→ Information:
--- START ---
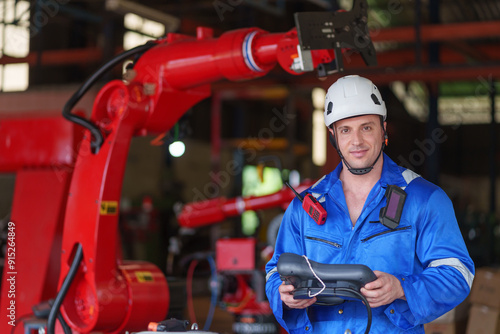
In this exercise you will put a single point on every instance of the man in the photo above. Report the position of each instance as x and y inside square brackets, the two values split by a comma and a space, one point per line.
[422, 266]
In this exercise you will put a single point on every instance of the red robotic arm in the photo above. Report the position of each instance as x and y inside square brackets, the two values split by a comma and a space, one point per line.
[168, 79]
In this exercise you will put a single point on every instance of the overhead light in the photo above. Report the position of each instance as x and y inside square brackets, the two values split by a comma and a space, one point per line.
[124, 7]
[177, 149]
[319, 128]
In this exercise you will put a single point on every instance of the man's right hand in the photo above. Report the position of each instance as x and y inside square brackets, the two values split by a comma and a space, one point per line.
[286, 294]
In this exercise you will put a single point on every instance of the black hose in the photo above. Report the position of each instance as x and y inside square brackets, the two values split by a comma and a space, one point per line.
[97, 138]
[54, 311]
[368, 308]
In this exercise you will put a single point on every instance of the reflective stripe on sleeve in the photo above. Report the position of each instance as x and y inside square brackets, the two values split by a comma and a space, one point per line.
[272, 271]
[458, 265]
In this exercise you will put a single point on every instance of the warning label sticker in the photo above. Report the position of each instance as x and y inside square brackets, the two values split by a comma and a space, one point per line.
[144, 276]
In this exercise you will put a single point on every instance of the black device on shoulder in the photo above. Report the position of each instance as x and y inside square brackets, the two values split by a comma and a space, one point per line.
[390, 215]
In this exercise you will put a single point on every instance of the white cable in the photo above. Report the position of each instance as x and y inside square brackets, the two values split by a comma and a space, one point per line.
[319, 279]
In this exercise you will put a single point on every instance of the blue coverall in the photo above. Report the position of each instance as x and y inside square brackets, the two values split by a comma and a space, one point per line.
[426, 252]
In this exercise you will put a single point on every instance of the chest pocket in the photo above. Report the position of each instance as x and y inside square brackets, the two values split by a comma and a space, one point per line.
[322, 247]
[392, 250]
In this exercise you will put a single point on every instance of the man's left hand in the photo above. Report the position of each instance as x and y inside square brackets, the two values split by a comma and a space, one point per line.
[384, 290]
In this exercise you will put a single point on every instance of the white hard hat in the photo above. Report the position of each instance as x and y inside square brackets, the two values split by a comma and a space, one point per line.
[352, 96]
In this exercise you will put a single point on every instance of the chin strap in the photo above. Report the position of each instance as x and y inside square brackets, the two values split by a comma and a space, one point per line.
[358, 171]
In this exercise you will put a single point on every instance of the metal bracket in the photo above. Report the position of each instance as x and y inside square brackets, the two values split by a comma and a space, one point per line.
[337, 31]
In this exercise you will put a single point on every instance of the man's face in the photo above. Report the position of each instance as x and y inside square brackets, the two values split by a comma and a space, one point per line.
[359, 139]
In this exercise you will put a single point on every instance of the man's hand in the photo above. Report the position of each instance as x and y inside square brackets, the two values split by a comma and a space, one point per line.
[286, 294]
[384, 290]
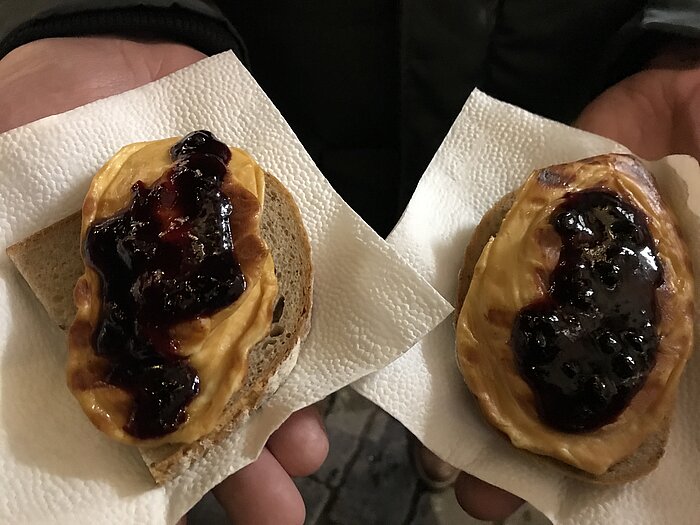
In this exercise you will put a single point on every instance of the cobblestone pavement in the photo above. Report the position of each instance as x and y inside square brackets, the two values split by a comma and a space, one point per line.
[368, 477]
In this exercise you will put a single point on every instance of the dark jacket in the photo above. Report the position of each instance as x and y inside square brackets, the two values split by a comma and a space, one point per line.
[372, 86]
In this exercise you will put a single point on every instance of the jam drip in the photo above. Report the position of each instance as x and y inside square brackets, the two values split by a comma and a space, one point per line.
[587, 347]
[167, 258]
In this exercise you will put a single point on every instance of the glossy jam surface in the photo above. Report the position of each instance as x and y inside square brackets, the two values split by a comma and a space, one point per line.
[587, 347]
[167, 258]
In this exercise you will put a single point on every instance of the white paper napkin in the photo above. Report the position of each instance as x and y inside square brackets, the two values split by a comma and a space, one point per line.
[489, 151]
[54, 466]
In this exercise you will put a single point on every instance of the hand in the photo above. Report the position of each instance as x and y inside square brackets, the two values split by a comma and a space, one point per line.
[54, 75]
[655, 112]
[263, 492]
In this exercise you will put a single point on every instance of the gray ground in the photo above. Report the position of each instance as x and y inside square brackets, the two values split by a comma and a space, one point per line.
[368, 477]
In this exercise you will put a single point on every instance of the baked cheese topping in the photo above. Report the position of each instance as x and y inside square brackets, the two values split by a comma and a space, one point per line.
[216, 346]
[513, 272]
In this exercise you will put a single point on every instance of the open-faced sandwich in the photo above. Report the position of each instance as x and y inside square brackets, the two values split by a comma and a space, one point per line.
[576, 317]
[186, 286]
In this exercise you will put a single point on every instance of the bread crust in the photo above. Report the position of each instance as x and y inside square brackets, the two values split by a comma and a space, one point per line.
[648, 454]
[270, 361]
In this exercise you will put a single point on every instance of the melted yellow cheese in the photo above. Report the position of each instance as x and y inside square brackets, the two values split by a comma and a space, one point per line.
[217, 347]
[513, 271]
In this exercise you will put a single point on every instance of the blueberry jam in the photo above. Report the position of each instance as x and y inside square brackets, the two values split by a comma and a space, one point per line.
[166, 258]
[587, 347]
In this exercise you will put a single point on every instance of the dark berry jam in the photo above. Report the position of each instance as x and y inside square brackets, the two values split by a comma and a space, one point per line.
[166, 258]
[587, 347]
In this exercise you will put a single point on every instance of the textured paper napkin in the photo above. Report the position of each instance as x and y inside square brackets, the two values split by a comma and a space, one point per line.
[489, 151]
[54, 466]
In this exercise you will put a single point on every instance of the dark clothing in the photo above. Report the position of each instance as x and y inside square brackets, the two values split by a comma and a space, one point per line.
[372, 86]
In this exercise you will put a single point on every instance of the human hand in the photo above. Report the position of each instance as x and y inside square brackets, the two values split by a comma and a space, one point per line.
[50, 76]
[655, 112]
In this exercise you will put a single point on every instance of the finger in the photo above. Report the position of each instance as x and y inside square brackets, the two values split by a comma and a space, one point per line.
[300, 444]
[261, 494]
[484, 501]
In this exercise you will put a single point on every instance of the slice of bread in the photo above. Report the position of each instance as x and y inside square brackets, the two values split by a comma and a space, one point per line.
[647, 456]
[50, 262]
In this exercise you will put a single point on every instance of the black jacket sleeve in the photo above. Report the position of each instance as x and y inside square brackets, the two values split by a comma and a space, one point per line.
[197, 23]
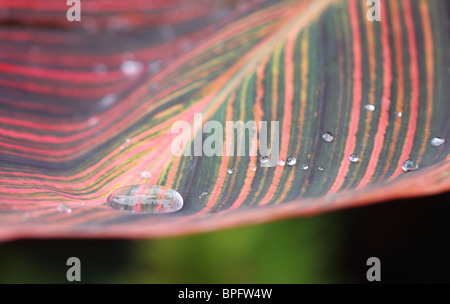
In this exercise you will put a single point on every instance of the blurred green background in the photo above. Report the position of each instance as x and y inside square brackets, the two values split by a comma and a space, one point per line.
[411, 238]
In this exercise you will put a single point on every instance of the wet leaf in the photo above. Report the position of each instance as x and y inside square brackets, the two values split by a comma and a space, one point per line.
[87, 108]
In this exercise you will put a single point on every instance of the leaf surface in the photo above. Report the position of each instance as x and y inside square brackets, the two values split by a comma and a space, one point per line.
[86, 107]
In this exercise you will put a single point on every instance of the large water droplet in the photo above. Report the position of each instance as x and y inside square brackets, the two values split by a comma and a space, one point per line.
[146, 174]
[437, 141]
[327, 136]
[63, 208]
[204, 193]
[369, 107]
[145, 199]
[131, 68]
[291, 161]
[264, 159]
[354, 158]
[410, 165]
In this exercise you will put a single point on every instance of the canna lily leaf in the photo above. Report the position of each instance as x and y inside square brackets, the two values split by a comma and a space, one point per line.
[87, 108]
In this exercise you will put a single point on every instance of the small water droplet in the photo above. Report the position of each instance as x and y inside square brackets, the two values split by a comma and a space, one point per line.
[410, 165]
[154, 67]
[107, 101]
[264, 159]
[313, 7]
[146, 174]
[354, 158]
[204, 193]
[369, 107]
[291, 161]
[327, 136]
[63, 208]
[131, 68]
[101, 69]
[437, 141]
[145, 199]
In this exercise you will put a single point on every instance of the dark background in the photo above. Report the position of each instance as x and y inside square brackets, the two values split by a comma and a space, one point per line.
[410, 237]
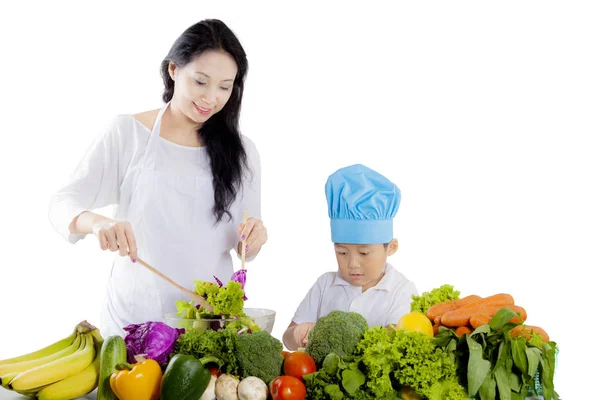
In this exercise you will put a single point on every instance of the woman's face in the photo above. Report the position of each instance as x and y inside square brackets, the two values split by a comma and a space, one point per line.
--- END ---
→ Work request:
All that should appear in the response is the run of lines from the one with "of the small" through the final line of the records, restated exactly, with pictures omitted.

→ Response area:
In this exercise you will put a single point on every instance of the small water droplet in the photo above. Report the position of each instance as x and y inside square brackets, the two values split by a comma and a space, one point per line.
[410, 165]
[154, 67]
[107, 101]
[264, 159]
[313, 7]
[146, 174]
[354, 158]
[204, 193]
[369, 107]
[291, 161]
[327, 136]
[63, 208]
[131, 68]
[101, 69]
[437, 141]
[145, 199]
In this exercise you will put a single point on every instance of the dark background in the photo above. Report the position of each instance as x and y inside square brackets, the two values split by a comma and a space, one point per line.
[410, 237]
In this exercise you will put a single point on every instance of the woman's face in the photo above. Report the position of each instance as x and y inside square brackets, the two values split by a comma and a space, one point per line.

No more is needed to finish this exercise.